### What you need to do
What follows is a set of entries. Give them again exactly, without the pictures.

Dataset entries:

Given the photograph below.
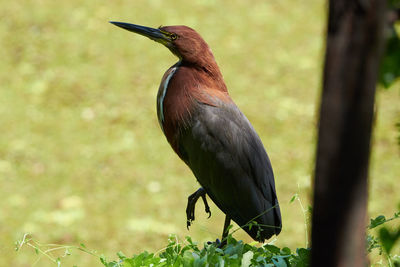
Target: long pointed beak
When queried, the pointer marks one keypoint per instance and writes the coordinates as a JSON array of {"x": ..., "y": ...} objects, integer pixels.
[{"x": 152, "y": 33}]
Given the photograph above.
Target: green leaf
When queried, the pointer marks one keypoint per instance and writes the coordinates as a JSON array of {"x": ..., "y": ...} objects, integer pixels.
[
  {"x": 377, "y": 221},
  {"x": 293, "y": 198},
  {"x": 279, "y": 261},
  {"x": 388, "y": 239}
]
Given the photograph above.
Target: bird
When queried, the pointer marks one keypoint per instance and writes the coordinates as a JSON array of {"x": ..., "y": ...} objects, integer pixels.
[{"x": 212, "y": 136}]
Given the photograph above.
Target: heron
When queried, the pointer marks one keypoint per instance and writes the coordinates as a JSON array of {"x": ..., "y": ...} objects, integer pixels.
[{"x": 212, "y": 136}]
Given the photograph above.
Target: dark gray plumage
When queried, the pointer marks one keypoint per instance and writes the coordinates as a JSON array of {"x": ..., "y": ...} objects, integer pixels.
[{"x": 228, "y": 159}]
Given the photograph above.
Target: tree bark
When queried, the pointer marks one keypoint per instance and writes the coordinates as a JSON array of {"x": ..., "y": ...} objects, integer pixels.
[{"x": 355, "y": 41}]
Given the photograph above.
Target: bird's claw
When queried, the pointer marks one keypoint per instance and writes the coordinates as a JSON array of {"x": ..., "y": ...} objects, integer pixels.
[{"x": 192, "y": 199}]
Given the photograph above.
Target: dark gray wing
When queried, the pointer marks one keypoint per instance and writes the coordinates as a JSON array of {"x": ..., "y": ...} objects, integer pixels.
[{"x": 228, "y": 159}]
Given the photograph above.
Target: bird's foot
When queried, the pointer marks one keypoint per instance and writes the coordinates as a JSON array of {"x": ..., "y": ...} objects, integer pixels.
[
  {"x": 218, "y": 243},
  {"x": 192, "y": 199}
]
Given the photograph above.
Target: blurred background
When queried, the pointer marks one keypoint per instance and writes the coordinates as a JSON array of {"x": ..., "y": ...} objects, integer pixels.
[{"x": 82, "y": 157}]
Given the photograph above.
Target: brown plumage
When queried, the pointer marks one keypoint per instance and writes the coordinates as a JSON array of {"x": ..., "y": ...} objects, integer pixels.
[{"x": 210, "y": 134}]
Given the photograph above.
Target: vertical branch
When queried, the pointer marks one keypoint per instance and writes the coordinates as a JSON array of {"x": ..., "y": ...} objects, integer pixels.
[{"x": 353, "y": 50}]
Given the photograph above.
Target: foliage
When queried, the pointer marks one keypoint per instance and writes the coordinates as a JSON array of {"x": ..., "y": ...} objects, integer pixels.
[
  {"x": 381, "y": 238},
  {"x": 386, "y": 238},
  {"x": 234, "y": 253}
]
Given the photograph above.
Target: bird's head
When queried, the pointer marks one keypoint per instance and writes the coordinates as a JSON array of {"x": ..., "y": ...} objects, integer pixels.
[{"x": 183, "y": 41}]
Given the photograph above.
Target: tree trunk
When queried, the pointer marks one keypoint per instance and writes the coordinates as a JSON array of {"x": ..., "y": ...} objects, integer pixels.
[{"x": 353, "y": 51}]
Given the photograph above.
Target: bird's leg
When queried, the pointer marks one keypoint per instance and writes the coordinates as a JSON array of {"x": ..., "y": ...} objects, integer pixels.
[
  {"x": 225, "y": 232},
  {"x": 192, "y": 199}
]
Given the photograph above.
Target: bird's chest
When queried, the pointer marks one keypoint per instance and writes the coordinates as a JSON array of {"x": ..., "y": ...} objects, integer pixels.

### Task answer
Given the photograph below.
Target: long pointed beak
When queried, the pointer marks one keypoint per instance and writes the coordinates as a JSON array of {"x": ..., "y": ...} objects, integer pixels.
[{"x": 152, "y": 33}]
Given the photograph above.
Target: green leaf
When queried, the pointer marks one keypoint per instance and writes the coordinates as a JSON array of {"x": ..., "y": ...} objects, integer pixels.
[
  {"x": 377, "y": 221},
  {"x": 293, "y": 198},
  {"x": 279, "y": 261},
  {"x": 388, "y": 239}
]
Given the photograph above.
Target: bird
When queried, the pointer marks one keypoint per instance and writes the coordinates as a JSON array of {"x": ..., "y": ...} objects, integer pixels.
[{"x": 212, "y": 136}]
Given the photograph above.
Target: heron
When queried, the pointer marks one keypoint per instance and writes the coordinates as a JSON array of {"x": ..., "y": ...} objects, integer pixels.
[{"x": 212, "y": 136}]
Given the photograph above.
Target: dark gray plumage
When queried, the pointer marks one keypoint per instance and writes the coordinates as a JSON array of {"x": ..., "y": ...} objects, integer pixels.
[{"x": 228, "y": 159}]
Given the photograph above.
Target: tree bark
When queried, the pointer marks one keypoint per instance and writes the coordinates as a JSON array of {"x": ..., "y": ...} objects, integer pixels.
[{"x": 355, "y": 41}]
Given the photograph above.
Target: bird's claw
When queried, the pointer marks one keypoint per instance and writes the coordinates as a JSON array of {"x": ..., "y": ...} objects, integer pixels.
[{"x": 192, "y": 199}]
Given the photograph above.
Target: dark gray wing
When queried, the pointer marks one keypoint per instance and writes the coordinates as a JSON array of {"x": ..., "y": ...} objects, integer pixels.
[{"x": 228, "y": 159}]
Given the photograph above.
Target: bird's foot
When queried, the pointer marks one keypoint per instance and writes the coordinates as a JSON array of {"x": ..., "y": ...} objects, integer pixels.
[
  {"x": 218, "y": 243},
  {"x": 192, "y": 199}
]
Given the photograph above.
Target: blurred background
When queried, the pointer marks one keypoint per instance and writes the coordinates as a JSON array of {"x": ..., "y": ...} objects, integer pixels.
[{"x": 82, "y": 157}]
Given the photograph above.
Target: brown plumage
When queried, the pointer marks one keypoint per instance and writes the coordinates as a JSON array of {"x": ..., "y": ...} objects, integer pixels.
[{"x": 210, "y": 134}]
Given the photograph above.
Target: vertical branch
When queried, the pointer marks one keypoint per instance and writes the coordinates as a JSON array of {"x": ..., "y": ...} objects, integer pixels.
[{"x": 353, "y": 50}]
Given the photograph above.
Target: foliage
When queried, the pointer marks one keypoint per instance and writes the coordinates as a JSON array of {"x": ..., "y": ...} objects, integer pixels.
[
  {"x": 381, "y": 238},
  {"x": 386, "y": 238},
  {"x": 234, "y": 253}
]
Given the photograph above.
Target: bird's head
When queried, the pointer marks one keypoint per instance and writes the coordinates as a JSON array of {"x": ..., "y": ...} objects, integer pixels.
[{"x": 183, "y": 41}]
Given the photograph above.
Target: tree trunk
When queried, the pointer marks one keypoint per instance and writes the coordinates as a JSON array of {"x": ..., "y": ...} objects, integer pixels.
[{"x": 353, "y": 51}]
Given the photograph above.
Target: bird's leg
When queried, the pointer marks one keypoint per instance and writes the coordinates as a JSON array of {"x": ..., "y": ...} objects, integer pixels.
[
  {"x": 225, "y": 232},
  {"x": 192, "y": 199}
]
Given the photograph above.
Target: bird's chest
When queried, the pointer marks one keypoint per instance and writes the coordinates as a JSON array of {"x": ..., "y": ...} objects, integer pixels.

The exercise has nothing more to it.